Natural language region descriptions
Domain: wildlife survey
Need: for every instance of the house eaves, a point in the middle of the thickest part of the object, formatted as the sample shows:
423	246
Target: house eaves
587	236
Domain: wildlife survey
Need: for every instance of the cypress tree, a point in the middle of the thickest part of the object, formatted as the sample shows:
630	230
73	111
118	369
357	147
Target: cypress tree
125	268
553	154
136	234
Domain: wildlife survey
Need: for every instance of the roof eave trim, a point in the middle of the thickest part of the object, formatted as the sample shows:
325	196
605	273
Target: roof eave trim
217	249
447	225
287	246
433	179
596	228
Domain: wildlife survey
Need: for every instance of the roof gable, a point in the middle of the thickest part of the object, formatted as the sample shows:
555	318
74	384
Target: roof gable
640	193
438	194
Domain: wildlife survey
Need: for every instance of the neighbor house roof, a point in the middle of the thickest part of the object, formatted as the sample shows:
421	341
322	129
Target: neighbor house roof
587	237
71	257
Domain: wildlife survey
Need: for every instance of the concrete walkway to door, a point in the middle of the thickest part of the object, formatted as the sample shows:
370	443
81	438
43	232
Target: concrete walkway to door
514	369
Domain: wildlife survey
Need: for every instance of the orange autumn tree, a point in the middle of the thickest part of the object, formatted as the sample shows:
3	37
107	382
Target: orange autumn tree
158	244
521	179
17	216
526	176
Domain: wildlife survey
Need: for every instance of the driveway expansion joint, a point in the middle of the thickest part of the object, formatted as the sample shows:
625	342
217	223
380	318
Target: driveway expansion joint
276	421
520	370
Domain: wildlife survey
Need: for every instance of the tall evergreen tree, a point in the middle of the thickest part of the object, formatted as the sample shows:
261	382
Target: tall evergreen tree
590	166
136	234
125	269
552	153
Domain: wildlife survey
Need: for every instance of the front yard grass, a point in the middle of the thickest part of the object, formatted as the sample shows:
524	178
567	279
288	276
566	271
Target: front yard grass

==

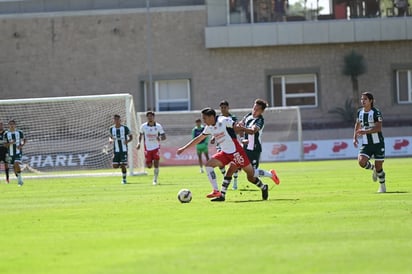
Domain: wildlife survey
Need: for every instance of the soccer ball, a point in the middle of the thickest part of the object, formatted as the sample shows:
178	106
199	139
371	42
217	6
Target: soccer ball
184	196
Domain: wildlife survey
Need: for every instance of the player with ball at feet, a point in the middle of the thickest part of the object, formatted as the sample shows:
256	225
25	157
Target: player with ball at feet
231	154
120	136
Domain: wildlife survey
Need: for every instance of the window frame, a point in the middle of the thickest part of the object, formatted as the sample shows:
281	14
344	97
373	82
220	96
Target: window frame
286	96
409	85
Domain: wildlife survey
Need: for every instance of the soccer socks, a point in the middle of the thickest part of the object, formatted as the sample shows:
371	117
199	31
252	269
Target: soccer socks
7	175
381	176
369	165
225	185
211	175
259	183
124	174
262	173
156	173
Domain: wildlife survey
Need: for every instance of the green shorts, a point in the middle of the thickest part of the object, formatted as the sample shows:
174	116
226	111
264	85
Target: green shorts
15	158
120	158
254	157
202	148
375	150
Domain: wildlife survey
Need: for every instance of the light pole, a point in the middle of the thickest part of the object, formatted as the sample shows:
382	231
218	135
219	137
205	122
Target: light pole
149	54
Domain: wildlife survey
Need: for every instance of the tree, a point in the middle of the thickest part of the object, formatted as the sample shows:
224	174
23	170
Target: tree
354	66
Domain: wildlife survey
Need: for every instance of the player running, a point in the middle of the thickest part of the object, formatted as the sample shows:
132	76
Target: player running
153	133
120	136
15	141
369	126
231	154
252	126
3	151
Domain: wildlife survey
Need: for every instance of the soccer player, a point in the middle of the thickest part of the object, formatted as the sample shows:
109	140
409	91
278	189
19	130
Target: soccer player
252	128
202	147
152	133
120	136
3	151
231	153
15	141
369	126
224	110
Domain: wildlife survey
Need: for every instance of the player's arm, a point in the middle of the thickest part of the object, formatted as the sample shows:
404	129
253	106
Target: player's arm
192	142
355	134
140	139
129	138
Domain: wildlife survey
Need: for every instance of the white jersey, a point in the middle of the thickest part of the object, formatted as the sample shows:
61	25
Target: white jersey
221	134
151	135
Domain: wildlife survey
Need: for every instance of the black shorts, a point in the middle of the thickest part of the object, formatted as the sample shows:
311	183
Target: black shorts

→ **WHAT THIS TASK INVOLVES**: Whichever lines of the data include the word "front", pull them out.

→ **TASK SOLUTION**:
Need: for every instance of the front yard grass, a point in the middle of the thickest part of the object, formatted as the sample shows:
Target: front yard grass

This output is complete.